§ Exercise
Give the records again with "Target" switched to "Label" everywhere it appears, leaving everything else unchanged. Omit the pictures from your answer.

Object point labels

* * *

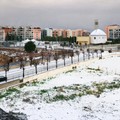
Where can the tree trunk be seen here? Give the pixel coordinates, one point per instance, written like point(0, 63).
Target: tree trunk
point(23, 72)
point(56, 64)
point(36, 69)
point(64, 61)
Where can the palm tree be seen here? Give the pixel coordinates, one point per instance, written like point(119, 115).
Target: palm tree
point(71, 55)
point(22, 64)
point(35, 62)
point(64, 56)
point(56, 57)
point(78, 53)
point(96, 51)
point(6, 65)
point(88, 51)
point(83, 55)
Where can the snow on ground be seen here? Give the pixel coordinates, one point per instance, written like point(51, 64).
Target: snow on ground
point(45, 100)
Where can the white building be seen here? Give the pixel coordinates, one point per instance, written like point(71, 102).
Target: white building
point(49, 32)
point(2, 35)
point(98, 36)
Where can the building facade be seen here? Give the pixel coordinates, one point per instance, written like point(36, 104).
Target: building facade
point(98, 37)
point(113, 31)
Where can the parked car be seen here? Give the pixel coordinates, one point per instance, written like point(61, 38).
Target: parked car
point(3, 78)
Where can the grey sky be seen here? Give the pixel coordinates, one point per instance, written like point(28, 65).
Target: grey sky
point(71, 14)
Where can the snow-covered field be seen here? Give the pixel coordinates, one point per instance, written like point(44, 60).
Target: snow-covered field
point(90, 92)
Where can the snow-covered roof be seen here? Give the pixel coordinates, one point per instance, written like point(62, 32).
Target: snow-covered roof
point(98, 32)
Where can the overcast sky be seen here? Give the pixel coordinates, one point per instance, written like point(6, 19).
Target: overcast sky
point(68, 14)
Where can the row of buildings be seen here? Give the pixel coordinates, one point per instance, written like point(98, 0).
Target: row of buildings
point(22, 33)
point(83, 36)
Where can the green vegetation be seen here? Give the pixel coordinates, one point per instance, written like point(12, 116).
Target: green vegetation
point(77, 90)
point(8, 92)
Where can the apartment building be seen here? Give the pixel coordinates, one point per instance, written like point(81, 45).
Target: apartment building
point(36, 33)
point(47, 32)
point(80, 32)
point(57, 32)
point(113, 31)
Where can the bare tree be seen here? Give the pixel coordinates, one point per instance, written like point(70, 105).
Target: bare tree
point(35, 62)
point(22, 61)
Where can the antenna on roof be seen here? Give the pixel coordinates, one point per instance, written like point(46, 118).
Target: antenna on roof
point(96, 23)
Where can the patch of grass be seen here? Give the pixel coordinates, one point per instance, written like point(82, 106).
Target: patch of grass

* * *

§ Full output
Where can the tree trunk be seen here? Give the pixel coordinates, one point per instance, written like point(0, 63).
Label: tree trunk
point(23, 72)
point(56, 64)
point(36, 69)
point(64, 61)
Where can the palm tree be seen here? Give the pixel coordinates, one point per instance, written like point(119, 115).
Label: palm tree
point(71, 55)
point(22, 64)
point(35, 62)
point(64, 56)
point(56, 57)
point(78, 53)
point(96, 51)
point(6, 65)
point(88, 51)
point(83, 55)
Where can the snow on ground be seen here? Give the pixel coordinates, one point per instance, written like point(51, 64).
Label: snow on ground
point(45, 100)
Where can the white building be seen here? Give the pixel coordinates, one point per instance, written like point(71, 102).
Label: white building
point(49, 32)
point(2, 35)
point(98, 36)
Where can the building facade be seen here? Give the pixel coordinates, one point per instance, written like point(36, 104).
Label: building facade
point(98, 37)
point(113, 31)
Where can the parked car be seen here? Give the pixel coordinates, one point per instance, written like point(61, 38).
Label: parked car
point(3, 78)
Where can the grey sky be seen here? Give the pixel coordinates, one point per instance, written like point(28, 65).
Label: grey sky
point(71, 14)
Where can the snow-covered field be seen here? Give the pixel coordinates, one point per instance, written like point(44, 60).
Label: snow-covered field
point(90, 92)
Where can the snow-covered roof be seen here? Give the pixel coordinates, one point per instance, written like point(62, 32).
Label: snow-covered roof
point(98, 32)
Where can the overcast sky be seen here? Give the pixel coordinates, one point per instance, written like point(6, 19).
Label: overcast sky
point(68, 14)
Where can the row of buildings be seen here? Give the pixel coordinates, one point per instance, written like point(98, 0).
Label: row of buildings
point(22, 33)
point(83, 36)
Where can the green vegetation be seen here? Give the pixel coordinates, one point per instance, written like point(12, 116).
Label: green vegetation
point(77, 90)
point(8, 92)
Where can the apartment building be seen here? Give the pixel coordinates, one point per instance, written like point(81, 45).
Label: apartment building
point(36, 33)
point(47, 32)
point(80, 32)
point(57, 32)
point(113, 31)
Where can the bare tree be seen here? Give the pixel coordinates, one point per instance, written like point(70, 105).
Label: bare tree
point(35, 62)
point(22, 61)
Where can the antenna on roof be seen here? Give the pixel coordinates, one point per instance, written like point(46, 118).
Label: antenna on roof
point(96, 23)
Where can the patch of grass be seen here? Give the pixel coordinates, one point per instance, written like point(82, 106).
Label: patch of grass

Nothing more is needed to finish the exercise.